** Opening Supplied records block **

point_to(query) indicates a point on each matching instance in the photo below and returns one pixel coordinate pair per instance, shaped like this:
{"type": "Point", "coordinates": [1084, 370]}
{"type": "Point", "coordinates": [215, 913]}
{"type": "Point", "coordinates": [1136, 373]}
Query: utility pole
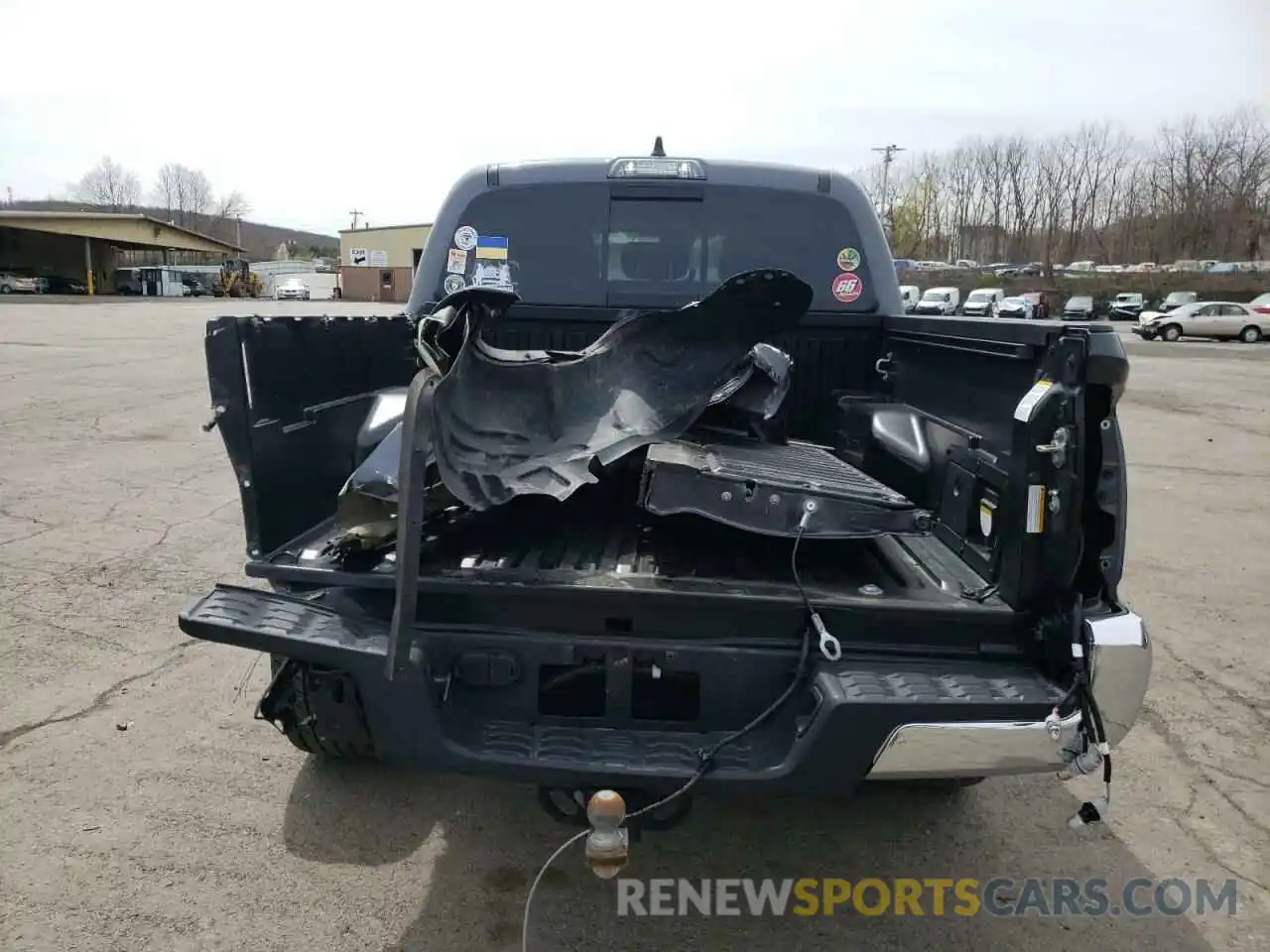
{"type": "Point", "coordinates": [888, 157]}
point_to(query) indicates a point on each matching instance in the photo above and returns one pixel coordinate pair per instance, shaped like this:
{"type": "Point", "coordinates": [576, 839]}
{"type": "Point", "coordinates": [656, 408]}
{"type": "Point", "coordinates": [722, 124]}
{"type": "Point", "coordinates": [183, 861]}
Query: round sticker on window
{"type": "Point", "coordinates": [847, 287]}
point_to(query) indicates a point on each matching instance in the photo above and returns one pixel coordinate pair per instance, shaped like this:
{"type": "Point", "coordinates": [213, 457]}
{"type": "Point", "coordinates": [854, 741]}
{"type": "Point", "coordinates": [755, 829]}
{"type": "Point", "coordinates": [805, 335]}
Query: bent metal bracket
{"type": "Point", "coordinates": [508, 422]}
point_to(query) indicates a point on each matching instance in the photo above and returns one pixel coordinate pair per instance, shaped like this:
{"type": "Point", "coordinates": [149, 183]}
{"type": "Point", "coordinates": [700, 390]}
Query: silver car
{"type": "Point", "coordinates": [1017, 308]}
{"type": "Point", "coordinates": [1224, 320]}
{"type": "Point", "coordinates": [293, 290]}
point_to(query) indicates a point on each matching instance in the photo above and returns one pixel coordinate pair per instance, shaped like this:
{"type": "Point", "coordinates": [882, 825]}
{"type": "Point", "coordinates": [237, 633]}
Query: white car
{"type": "Point", "coordinates": [939, 301]}
{"type": "Point", "coordinates": [983, 302]}
{"type": "Point", "coordinates": [291, 290]}
{"type": "Point", "coordinates": [1019, 308]}
{"type": "Point", "coordinates": [1224, 320]}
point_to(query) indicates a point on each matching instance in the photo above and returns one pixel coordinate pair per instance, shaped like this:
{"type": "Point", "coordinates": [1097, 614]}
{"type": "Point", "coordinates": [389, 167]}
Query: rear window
{"type": "Point", "coordinates": [597, 244]}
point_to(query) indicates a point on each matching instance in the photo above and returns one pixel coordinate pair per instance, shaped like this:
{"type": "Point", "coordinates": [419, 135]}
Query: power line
{"type": "Point", "coordinates": [888, 157]}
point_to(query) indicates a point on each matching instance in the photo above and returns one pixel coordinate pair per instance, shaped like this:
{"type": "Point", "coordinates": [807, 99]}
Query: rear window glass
{"type": "Point", "coordinates": [592, 244]}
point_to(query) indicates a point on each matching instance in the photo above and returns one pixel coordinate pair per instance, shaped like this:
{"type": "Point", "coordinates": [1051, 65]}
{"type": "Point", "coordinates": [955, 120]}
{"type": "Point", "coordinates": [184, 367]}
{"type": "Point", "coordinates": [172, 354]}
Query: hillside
{"type": "Point", "coordinates": [259, 240]}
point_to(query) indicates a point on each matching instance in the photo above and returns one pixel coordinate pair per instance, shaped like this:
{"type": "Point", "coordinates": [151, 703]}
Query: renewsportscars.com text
{"type": "Point", "coordinates": [1000, 896]}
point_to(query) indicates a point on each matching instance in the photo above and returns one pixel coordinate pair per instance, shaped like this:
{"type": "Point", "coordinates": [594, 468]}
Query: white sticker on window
{"type": "Point", "coordinates": [1035, 509]}
{"type": "Point", "coordinates": [1024, 412]}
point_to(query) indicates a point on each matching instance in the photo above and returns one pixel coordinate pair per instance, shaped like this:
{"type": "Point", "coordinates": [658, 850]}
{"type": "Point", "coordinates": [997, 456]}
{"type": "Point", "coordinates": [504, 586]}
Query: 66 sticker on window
{"type": "Point", "coordinates": [847, 287]}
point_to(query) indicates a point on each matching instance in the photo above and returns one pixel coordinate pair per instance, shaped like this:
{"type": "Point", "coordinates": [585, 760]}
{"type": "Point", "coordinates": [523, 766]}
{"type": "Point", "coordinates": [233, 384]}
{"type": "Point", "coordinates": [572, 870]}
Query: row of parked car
{"type": "Point", "coordinates": [1179, 313]}
{"type": "Point", "coordinates": [980, 302]}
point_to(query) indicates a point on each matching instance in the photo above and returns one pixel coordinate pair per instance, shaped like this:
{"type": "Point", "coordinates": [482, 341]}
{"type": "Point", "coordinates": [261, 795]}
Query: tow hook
{"type": "Point", "coordinates": [1055, 725]}
{"type": "Point", "coordinates": [571, 806]}
{"type": "Point", "coordinates": [608, 842]}
{"type": "Point", "coordinates": [216, 419]}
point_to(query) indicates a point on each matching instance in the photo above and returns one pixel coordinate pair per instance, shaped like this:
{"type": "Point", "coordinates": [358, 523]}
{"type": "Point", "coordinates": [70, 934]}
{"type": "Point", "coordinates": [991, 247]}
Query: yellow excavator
{"type": "Point", "coordinates": [238, 280]}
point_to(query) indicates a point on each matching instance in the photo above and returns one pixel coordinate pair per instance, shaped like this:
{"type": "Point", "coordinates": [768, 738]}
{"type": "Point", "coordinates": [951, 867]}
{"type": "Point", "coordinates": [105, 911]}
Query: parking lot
{"type": "Point", "coordinates": [145, 809]}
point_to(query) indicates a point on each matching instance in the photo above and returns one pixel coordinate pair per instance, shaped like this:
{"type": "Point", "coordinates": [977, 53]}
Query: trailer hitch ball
{"type": "Point", "coordinates": [608, 842]}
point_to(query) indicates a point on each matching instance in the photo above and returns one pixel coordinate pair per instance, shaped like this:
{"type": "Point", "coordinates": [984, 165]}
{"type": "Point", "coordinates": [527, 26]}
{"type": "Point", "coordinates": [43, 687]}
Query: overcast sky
{"type": "Point", "coordinates": [380, 105]}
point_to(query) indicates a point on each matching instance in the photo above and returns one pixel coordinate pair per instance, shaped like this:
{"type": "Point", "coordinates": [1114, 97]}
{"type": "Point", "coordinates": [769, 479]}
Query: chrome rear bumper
{"type": "Point", "coordinates": [1120, 669]}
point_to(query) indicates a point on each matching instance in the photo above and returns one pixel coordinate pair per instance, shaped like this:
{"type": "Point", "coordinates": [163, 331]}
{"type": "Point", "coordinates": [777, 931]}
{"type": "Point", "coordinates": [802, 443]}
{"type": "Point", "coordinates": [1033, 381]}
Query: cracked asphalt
{"type": "Point", "coordinates": [144, 809]}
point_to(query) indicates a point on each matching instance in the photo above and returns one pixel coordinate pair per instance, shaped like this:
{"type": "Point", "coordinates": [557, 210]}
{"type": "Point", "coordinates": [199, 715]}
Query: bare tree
{"type": "Point", "coordinates": [108, 185]}
{"type": "Point", "coordinates": [1194, 189]}
{"type": "Point", "coordinates": [185, 194]}
{"type": "Point", "coordinates": [229, 207]}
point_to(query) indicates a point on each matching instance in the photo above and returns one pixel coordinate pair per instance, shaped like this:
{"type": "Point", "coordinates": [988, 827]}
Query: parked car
{"type": "Point", "coordinates": [910, 295]}
{"type": "Point", "coordinates": [60, 285]}
{"type": "Point", "coordinates": [13, 284]}
{"type": "Point", "coordinates": [479, 636]}
{"type": "Point", "coordinates": [943, 301]}
{"type": "Point", "coordinates": [194, 287]}
{"type": "Point", "coordinates": [1016, 308]}
{"type": "Point", "coordinates": [1224, 320]}
{"type": "Point", "coordinates": [1176, 298]}
{"type": "Point", "coordinates": [291, 290]}
{"type": "Point", "coordinates": [983, 302]}
{"type": "Point", "coordinates": [1079, 307]}
{"type": "Point", "coordinates": [1128, 306]}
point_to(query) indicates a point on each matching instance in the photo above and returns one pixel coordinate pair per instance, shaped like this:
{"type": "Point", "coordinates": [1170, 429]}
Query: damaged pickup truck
{"type": "Point", "coordinates": [653, 484]}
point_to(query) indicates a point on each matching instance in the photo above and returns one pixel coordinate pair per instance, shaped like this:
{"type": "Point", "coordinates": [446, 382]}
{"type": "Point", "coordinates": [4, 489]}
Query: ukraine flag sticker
{"type": "Point", "coordinates": [492, 246]}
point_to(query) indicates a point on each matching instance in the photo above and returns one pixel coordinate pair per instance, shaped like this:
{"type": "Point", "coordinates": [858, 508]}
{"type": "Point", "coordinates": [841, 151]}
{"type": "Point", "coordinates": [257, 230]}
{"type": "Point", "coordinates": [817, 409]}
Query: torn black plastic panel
{"type": "Point", "coordinates": [509, 422]}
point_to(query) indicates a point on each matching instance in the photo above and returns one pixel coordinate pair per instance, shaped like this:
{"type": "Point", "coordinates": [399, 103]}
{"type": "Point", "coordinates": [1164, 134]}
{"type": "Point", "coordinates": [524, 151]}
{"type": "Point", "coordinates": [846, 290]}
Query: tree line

** Closing Supplied records block **

Task to carry out: Take the line with "Query: ukraine flag sticker" and all lines after it through the end of the records, and write them out exactly; include nothing else.

Task result:
Query: ukraine flag sticker
{"type": "Point", "coordinates": [492, 246]}
point_to(query) indicates a point on each matching instance in the photo above and returns one pixel coordinate pair per instance, shaped like this:
{"type": "Point", "coordinates": [858, 508]}
{"type": "Point", "coordinates": [841, 151]}
{"type": "Point", "coordinates": [257, 230]}
{"type": "Point", "coordinates": [817, 409]}
Query: torn black plastic panel
{"type": "Point", "coordinates": [509, 422]}
point_to(query) indicates a point on each matching instance in the photo above and returns one pixel coordinate pair per instance, shaped like this:
{"type": "Point", "coordinates": [399, 103]}
{"type": "Point", "coordinates": [1164, 134]}
{"type": "Point", "coordinates": [524, 151]}
{"type": "Point", "coordinates": [846, 290]}
Query: tree line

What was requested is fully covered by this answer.